Output every entry below word for word, keeping each line unchanged.

**Coordinate labeling data**
##########
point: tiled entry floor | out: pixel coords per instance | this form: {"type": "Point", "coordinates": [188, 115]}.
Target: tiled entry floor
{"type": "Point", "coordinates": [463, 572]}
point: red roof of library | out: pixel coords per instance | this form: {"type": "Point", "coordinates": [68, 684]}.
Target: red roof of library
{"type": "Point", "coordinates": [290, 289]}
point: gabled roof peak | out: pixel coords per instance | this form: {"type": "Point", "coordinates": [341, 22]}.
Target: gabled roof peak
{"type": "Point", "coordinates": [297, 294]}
##########
**ANSWER IN FULL**
point: tiled entry floor | out: pixel coords per instance | this form: {"type": "Point", "coordinates": [188, 115]}.
Target: tiled entry floor
{"type": "Point", "coordinates": [463, 572]}
point: red roof of library | out: pixel coords per instance | this form: {"type": "Point", "coordinates": [68, 684]}.
Target: red roof of library
{"type": "Point", "coordinates": [290, 289]}
point: gabled roof peak | out: pixel coords per instance | this form: {"type": "Point", "coordinates": [341, 22]}.
Target: gabled roof peak
{"type": "Point", "coordinates": [297, 294]}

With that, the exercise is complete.